EXTRACT PROVIDED:
This week:
3 – UK Tax Authority loses £47 million in phishing scams
2 – Cyber attackers are targeting Salesforce users
1 – A day late and a dollar short: The DPC’s investigation into the Public Services Card
3 – UK Tax Authority loses £47 million in phishing scams
“A phishing scam has cost [the UK’s] HM Revenue and Customs (HMRC) £47 million”
Source: Reuters
What’s the story?
Fraudsters pretending to be ‘customers’ of the UK tax authority have managed to steal GBP £47 million from [the UK’s] HM Revenue and Customs (HMRC). This is according to the Chief Executive of the HMRC at at a recent House of Commons committee hearing into the workings of the tax office.
According to a separate statement from HMRC, this was not because of a cyber attack on the HMRC. It was criminals “using phishing tactics” to gain access to the HMRC online accounts of taxpayers, change their bank details, and then claim tax refunds.
Apparently, 100,000 taxpayers’ accounts were accessed.
So what?
It sounds like the criminals fooled 100,000 individuals with emails that were designed to look like they came from HMRC.
2 – Cyber attackers are targeting Salesforce accounts
“the attacks target English-speaking employees with voice phishing attacks”
Source: Bleeping Computer (via Secure The Village)
What’s the story?

RECORD SET:
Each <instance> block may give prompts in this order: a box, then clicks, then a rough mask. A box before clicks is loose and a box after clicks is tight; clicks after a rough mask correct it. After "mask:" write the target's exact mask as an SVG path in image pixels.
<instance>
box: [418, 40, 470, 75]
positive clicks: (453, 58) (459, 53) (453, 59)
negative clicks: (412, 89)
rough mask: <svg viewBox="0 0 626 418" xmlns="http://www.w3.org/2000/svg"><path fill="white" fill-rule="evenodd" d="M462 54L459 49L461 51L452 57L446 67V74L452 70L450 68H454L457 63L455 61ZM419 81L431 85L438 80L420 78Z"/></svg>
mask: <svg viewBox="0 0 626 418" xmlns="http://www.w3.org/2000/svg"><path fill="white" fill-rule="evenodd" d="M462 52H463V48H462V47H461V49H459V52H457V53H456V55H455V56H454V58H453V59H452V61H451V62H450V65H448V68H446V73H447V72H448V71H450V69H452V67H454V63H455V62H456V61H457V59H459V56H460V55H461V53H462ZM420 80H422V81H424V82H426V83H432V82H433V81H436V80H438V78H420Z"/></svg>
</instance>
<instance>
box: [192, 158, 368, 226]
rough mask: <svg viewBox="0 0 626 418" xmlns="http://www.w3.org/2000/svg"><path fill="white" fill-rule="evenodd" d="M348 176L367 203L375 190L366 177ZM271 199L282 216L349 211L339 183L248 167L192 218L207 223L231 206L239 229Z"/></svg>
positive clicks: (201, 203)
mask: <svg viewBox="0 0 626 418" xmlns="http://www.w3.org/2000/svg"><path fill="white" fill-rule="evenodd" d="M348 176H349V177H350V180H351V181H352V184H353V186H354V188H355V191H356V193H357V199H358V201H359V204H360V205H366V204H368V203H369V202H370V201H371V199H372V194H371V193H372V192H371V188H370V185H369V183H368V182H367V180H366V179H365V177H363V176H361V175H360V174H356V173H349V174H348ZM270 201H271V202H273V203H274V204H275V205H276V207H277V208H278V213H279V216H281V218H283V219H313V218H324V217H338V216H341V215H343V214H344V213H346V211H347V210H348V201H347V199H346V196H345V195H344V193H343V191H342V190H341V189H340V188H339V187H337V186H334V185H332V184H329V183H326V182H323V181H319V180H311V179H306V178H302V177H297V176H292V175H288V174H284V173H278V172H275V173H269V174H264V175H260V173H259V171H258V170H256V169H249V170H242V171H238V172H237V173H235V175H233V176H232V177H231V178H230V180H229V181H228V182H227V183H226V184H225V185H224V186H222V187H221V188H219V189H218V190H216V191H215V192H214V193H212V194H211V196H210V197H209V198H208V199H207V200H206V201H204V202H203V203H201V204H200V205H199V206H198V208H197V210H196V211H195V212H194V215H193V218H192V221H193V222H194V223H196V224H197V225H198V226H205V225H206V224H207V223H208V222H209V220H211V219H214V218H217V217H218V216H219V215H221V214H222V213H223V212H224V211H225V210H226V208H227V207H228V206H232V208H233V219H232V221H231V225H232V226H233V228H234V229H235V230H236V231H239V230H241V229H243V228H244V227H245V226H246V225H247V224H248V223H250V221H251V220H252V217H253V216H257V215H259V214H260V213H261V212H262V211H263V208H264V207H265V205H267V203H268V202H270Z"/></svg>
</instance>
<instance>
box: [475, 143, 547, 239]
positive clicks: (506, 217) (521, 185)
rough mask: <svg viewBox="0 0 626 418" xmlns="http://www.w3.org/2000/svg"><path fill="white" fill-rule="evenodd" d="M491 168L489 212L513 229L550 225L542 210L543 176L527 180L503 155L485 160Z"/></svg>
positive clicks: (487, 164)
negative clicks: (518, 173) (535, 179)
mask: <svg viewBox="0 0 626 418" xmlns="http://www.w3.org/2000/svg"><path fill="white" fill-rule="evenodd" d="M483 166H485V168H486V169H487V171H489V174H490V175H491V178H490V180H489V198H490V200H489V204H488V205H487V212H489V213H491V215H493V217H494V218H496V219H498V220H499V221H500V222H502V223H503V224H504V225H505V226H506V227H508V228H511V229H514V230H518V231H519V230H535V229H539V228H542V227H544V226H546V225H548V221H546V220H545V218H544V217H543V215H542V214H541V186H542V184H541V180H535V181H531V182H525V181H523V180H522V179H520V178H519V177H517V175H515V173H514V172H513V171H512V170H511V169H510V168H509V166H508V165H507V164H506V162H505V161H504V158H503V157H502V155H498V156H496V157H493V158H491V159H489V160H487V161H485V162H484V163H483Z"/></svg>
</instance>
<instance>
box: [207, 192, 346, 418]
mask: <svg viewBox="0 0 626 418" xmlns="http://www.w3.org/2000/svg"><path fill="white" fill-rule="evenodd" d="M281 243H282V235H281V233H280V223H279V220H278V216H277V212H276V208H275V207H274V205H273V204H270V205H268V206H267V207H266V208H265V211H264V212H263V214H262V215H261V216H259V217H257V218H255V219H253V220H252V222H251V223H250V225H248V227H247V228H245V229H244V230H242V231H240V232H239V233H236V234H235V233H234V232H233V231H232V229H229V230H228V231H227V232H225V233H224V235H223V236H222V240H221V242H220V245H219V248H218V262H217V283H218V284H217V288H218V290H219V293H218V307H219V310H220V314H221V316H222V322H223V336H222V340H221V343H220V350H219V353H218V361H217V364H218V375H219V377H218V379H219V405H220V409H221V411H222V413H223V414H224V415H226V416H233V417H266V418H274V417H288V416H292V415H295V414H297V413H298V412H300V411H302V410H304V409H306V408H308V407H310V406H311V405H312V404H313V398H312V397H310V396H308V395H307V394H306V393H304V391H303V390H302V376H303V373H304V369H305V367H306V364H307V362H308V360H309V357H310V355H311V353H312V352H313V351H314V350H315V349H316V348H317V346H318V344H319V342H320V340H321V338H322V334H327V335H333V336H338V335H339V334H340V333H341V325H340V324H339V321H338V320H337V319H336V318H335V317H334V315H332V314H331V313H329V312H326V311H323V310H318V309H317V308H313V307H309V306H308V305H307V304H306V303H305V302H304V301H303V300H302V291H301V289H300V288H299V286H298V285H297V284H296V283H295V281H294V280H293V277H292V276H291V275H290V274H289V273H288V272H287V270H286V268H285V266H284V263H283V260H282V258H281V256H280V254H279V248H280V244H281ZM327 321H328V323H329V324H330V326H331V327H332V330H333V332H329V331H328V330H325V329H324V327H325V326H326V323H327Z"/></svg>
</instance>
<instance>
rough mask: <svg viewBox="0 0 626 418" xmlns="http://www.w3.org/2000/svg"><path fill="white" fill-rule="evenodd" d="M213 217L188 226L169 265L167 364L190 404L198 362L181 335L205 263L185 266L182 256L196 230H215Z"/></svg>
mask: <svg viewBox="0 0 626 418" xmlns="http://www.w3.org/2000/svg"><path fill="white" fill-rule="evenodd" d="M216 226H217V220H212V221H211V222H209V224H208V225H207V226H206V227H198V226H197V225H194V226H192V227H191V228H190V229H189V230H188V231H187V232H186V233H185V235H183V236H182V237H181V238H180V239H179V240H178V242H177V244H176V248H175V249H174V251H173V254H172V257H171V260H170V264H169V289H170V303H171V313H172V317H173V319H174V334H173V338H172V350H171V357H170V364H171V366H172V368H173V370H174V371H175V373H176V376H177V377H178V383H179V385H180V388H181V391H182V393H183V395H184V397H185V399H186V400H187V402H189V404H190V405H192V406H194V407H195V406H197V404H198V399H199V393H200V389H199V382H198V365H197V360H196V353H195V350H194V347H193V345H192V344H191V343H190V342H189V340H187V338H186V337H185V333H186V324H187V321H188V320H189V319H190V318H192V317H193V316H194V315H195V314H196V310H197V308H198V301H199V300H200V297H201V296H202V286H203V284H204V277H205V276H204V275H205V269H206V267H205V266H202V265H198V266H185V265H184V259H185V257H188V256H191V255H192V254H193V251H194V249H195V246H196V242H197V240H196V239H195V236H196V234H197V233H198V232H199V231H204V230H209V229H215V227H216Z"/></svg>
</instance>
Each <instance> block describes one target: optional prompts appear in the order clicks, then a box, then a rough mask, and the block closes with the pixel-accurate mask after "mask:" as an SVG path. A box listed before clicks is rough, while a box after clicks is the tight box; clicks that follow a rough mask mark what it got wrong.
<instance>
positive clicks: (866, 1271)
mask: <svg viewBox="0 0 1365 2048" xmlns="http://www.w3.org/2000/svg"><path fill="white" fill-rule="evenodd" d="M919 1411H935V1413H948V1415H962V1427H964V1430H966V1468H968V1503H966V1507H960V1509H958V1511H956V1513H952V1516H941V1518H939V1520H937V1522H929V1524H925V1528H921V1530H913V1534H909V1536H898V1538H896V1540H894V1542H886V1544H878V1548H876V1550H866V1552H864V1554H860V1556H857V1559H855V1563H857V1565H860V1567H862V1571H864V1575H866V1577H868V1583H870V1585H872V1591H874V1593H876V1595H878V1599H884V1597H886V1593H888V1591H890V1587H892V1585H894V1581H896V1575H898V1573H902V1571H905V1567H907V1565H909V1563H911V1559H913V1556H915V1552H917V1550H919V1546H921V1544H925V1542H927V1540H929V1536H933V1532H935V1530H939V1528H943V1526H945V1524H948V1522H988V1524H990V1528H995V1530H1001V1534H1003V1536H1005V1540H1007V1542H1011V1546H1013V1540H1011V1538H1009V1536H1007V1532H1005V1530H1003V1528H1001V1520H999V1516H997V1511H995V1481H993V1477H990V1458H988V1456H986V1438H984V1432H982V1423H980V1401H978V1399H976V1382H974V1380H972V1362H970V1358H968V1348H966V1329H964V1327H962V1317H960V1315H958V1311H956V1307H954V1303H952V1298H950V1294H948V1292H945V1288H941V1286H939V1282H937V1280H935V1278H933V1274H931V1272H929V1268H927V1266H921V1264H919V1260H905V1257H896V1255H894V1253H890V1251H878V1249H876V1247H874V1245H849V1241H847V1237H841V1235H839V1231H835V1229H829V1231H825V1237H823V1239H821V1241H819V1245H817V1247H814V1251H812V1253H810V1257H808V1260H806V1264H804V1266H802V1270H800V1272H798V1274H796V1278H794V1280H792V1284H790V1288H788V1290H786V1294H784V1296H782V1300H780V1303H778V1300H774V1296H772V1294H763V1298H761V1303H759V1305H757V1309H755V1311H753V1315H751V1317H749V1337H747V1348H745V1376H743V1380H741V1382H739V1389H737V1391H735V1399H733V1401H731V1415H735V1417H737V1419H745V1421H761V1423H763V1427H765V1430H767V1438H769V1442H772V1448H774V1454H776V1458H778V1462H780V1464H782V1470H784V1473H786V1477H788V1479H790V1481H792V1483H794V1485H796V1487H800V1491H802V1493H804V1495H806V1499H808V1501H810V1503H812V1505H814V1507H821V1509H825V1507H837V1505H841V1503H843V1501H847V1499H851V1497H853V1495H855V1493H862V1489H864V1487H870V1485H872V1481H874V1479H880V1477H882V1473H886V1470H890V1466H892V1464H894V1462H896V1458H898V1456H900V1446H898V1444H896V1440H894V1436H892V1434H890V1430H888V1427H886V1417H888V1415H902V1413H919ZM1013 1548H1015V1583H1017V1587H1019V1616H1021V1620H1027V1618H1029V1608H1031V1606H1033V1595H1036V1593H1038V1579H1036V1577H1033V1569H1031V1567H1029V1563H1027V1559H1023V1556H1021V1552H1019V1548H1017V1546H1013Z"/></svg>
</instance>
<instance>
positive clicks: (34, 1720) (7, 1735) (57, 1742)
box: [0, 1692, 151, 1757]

TASK SET:
[1] From the security news roundup, set down the passage starting with "2 – Cyber attackers are targeting Salesforce accounts" and going on through "Secure The Village)".
[2] In the security news roundup, what did the criminals do after they got into taxpayers' HMRC online accounts, according to HMRC's separate statement?

SOLUTIONS PER TASK:
[1]
2 – Cyber attackers are targeting Salesforce accounts
“the attacks target English-speaking employees with voice phishing attacks”
Source: Bleeping Computer (via Secure The Village)

[2] They changed the taxpayers' bank details and then claimed tax refunds.